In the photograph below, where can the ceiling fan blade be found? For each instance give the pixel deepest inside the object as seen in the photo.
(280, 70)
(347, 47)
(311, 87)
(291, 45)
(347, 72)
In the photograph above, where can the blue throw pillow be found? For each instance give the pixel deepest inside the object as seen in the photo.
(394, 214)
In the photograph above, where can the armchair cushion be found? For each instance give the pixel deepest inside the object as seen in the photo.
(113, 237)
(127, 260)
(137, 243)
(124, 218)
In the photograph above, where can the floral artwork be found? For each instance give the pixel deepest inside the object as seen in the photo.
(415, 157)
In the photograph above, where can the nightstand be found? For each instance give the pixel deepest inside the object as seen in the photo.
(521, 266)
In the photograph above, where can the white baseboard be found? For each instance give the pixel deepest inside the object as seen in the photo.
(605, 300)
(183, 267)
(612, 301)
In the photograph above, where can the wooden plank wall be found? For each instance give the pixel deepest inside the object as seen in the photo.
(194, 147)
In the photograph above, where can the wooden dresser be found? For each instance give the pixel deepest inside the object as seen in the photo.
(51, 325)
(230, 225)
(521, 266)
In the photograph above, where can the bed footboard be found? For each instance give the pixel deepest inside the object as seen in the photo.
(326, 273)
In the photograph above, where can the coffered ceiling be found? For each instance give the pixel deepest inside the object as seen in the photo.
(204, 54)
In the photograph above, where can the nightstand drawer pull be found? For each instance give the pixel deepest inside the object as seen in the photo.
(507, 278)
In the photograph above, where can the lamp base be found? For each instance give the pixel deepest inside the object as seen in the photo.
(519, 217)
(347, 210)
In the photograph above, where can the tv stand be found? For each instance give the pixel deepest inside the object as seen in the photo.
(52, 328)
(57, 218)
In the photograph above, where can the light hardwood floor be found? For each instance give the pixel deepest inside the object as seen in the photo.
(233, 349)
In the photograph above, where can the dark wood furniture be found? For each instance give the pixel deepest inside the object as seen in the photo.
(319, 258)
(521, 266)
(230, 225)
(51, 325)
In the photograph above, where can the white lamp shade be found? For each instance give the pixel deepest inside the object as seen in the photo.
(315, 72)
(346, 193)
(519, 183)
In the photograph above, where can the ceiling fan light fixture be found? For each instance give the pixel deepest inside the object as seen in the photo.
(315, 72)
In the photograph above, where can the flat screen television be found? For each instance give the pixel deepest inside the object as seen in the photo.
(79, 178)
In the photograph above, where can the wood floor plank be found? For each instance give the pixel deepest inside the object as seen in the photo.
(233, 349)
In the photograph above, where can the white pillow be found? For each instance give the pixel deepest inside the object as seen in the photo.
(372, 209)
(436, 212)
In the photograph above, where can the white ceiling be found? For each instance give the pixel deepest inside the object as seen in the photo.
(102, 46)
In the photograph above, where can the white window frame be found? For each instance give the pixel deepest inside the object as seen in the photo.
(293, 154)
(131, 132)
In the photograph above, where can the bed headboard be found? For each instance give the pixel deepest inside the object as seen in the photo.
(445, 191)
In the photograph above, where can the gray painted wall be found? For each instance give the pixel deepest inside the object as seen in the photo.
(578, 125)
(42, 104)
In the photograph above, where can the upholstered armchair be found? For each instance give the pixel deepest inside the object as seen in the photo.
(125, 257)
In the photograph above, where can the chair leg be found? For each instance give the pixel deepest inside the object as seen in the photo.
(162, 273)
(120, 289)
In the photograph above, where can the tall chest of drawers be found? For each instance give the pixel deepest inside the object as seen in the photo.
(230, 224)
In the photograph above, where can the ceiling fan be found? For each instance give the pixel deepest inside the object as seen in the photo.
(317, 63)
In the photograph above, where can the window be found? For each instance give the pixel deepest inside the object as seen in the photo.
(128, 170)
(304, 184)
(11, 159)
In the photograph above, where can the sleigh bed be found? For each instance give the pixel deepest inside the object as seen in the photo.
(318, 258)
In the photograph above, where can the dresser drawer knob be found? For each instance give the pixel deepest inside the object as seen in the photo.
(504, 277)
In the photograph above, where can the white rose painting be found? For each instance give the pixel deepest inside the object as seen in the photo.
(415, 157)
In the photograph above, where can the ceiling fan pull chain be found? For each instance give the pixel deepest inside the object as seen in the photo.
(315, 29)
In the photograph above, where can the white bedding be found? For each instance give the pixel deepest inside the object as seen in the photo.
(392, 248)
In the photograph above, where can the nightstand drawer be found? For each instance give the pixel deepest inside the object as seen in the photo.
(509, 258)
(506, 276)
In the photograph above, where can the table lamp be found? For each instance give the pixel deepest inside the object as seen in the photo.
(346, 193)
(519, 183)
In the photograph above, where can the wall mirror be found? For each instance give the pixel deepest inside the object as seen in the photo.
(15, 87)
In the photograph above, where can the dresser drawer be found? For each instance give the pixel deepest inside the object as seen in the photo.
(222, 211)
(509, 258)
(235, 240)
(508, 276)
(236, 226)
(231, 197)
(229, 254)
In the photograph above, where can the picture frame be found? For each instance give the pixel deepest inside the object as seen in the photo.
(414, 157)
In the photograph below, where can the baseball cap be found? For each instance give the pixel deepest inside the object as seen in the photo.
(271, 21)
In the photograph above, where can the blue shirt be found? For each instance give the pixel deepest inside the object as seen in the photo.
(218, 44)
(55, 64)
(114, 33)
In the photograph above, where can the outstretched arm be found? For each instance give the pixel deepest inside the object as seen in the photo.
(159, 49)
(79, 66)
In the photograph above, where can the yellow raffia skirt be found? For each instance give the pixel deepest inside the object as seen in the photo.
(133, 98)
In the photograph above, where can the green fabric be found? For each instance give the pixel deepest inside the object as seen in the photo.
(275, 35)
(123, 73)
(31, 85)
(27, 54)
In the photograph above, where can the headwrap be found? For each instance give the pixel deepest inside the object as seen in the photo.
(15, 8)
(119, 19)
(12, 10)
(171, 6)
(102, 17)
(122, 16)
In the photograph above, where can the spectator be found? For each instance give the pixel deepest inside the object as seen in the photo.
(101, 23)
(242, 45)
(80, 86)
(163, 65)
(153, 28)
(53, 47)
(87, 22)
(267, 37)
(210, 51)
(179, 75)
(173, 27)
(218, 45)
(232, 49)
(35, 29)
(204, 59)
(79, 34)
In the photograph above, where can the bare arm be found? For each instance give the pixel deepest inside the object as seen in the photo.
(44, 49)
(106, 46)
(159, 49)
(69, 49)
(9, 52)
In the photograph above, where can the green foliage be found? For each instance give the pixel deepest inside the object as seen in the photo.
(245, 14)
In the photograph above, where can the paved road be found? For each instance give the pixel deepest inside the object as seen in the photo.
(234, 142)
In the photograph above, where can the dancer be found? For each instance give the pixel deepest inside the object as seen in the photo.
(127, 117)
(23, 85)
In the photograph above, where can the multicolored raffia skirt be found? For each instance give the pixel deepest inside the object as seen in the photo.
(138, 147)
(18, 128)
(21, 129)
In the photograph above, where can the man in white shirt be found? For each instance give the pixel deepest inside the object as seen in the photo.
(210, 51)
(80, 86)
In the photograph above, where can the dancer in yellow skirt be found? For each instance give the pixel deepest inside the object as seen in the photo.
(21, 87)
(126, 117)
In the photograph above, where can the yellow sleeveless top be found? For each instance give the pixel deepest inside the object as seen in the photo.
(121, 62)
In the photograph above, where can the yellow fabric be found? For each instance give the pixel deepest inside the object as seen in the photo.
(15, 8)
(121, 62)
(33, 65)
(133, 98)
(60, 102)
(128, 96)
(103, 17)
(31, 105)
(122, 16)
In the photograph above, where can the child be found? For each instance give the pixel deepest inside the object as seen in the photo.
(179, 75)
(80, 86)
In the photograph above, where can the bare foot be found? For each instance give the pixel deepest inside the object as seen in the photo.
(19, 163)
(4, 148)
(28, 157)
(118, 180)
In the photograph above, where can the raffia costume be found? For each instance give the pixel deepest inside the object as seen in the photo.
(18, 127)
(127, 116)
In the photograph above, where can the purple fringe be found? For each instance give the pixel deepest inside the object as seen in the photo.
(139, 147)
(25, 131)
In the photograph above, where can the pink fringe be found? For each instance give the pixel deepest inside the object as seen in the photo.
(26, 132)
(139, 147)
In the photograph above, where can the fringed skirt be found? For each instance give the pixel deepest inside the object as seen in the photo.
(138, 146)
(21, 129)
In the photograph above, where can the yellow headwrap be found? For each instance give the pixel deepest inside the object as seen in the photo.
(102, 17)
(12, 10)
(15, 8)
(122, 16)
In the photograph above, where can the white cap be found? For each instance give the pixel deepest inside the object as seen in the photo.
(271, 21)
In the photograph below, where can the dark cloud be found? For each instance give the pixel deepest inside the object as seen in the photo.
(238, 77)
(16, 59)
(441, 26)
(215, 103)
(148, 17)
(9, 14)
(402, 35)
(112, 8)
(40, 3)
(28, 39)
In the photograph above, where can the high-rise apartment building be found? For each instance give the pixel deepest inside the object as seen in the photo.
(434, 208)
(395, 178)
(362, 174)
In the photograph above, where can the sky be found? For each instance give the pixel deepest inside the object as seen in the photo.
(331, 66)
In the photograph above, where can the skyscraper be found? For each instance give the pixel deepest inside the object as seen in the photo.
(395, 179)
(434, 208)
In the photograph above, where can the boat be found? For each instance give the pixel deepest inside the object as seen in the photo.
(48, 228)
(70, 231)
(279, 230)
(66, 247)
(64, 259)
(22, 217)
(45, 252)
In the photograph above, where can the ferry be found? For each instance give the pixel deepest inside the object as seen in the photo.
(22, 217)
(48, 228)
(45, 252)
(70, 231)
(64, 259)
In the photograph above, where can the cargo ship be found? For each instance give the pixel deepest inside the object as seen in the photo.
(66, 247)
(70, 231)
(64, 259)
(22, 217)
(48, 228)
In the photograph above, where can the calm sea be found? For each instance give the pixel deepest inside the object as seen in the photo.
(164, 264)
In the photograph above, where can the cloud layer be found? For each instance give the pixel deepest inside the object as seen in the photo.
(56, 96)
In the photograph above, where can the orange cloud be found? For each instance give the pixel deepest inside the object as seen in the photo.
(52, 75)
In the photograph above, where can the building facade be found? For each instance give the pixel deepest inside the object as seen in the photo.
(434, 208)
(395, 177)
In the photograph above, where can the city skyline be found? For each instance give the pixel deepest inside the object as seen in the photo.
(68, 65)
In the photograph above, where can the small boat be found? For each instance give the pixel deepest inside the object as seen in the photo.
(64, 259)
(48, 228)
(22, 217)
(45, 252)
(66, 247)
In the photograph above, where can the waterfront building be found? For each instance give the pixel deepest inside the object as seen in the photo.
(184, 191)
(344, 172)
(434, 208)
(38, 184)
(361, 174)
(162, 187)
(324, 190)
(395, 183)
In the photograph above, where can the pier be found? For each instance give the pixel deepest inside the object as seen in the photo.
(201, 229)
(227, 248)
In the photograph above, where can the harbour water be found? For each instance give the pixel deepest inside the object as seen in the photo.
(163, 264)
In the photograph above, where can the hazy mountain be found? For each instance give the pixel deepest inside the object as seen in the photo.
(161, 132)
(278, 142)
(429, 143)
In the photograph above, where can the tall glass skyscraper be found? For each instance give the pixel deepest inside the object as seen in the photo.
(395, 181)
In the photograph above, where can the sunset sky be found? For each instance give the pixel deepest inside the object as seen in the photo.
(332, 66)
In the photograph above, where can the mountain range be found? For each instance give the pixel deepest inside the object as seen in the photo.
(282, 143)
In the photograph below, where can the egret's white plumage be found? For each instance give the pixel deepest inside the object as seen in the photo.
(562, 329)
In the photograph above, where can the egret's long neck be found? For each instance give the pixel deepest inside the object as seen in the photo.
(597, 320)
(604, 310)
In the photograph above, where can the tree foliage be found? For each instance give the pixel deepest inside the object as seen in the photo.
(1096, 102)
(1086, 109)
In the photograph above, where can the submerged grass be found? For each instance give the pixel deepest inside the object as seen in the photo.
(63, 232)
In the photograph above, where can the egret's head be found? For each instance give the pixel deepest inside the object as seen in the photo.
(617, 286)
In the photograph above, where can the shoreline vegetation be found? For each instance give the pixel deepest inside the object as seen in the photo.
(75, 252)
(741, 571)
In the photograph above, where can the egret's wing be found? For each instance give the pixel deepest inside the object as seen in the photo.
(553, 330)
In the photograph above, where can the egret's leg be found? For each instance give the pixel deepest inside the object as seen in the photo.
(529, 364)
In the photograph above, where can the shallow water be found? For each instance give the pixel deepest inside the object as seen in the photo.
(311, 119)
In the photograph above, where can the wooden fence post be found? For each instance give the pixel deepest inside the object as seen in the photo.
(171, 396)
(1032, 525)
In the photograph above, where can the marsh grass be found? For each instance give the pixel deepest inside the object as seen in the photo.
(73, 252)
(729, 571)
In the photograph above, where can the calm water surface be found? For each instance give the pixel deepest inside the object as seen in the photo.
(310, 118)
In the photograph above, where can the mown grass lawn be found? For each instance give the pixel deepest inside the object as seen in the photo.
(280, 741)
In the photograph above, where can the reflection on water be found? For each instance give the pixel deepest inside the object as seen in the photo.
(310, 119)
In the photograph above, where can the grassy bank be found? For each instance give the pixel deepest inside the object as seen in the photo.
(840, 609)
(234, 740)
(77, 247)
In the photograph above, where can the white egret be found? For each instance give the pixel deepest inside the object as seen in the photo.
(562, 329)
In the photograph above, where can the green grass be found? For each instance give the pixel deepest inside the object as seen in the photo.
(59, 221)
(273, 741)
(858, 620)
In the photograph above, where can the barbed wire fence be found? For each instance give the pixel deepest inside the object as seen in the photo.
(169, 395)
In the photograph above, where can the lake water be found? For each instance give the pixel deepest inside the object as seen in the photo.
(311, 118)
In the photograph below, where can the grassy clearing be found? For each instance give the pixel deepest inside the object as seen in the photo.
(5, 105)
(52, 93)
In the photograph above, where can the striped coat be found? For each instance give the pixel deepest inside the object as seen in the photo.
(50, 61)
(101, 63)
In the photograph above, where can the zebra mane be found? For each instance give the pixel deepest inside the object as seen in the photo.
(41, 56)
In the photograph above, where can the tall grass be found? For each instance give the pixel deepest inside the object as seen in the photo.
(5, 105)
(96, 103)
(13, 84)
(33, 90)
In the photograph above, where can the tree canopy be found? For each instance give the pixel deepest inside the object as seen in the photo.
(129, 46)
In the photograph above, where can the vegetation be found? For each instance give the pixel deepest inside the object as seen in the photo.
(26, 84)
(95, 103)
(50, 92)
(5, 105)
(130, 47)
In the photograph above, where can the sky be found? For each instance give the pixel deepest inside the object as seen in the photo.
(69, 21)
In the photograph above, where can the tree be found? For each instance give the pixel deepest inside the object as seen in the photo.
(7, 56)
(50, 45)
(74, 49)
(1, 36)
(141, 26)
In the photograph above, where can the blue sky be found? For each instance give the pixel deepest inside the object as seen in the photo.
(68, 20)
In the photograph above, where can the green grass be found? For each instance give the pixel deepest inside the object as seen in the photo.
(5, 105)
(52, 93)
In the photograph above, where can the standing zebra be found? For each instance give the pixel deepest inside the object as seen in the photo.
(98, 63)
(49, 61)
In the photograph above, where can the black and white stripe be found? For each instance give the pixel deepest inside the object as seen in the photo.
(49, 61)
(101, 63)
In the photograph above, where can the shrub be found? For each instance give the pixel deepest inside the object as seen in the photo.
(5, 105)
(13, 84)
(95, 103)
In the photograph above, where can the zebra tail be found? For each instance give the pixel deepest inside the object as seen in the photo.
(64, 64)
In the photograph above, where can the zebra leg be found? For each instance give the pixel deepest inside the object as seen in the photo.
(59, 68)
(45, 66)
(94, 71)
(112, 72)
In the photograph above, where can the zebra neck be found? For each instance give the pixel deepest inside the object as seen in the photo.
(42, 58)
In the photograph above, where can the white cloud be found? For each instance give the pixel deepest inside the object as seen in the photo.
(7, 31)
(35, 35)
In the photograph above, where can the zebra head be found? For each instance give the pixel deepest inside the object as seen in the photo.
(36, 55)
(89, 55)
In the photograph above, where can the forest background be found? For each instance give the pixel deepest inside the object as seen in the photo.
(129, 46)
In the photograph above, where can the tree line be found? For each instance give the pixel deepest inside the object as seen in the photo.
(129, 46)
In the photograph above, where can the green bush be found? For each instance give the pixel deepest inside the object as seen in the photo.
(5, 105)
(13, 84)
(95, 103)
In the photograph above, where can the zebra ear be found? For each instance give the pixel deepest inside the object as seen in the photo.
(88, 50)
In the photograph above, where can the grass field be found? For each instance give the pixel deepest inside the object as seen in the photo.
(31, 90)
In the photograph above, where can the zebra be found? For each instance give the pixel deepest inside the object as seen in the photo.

# Work to be completed
Print the line containing "In the photograph above, where can the white cloud" and every line after it to the end of the records above, exactly as written, and nothing else.

# The answer
In the photograph above, where can the white cloud be found? For each instance give the pixel deepest inside the object as seen in the photo.
(7, 31)
(35, 35)
In the photograph above, where can the zebra head be found? For each instance give the pixel deepest inside the object as seen in the photo.
(36, 55)
(89, 55)
In the photograph above, where can the forest background be found? For each instance give the pixel deepest inside the object as seen in the photo.
(129, 46)
In the photograph above, where can the tree line be found? For each instance give the pixel deepest inside the object as seen in the photo.
(129, 46)
In the photograph above, where can the green bush be found? For each instance give the pixel deepest inside the object as seen in the photo.
(5, 105)
(13, 84)
(95, 103)
In the photograph above, where can the zebra ear be found? For each instance give the pixel deepest inside the object as seen in the photo.
(88, 50)
In the photograph above, where can the grass field be found? For each instance give the pixel deepest inside the object as seen in the photo.
(31, 90)
In the photograph above, where can the zebra be found? For each instance give the pixel deepest inside the object as seen in the photo.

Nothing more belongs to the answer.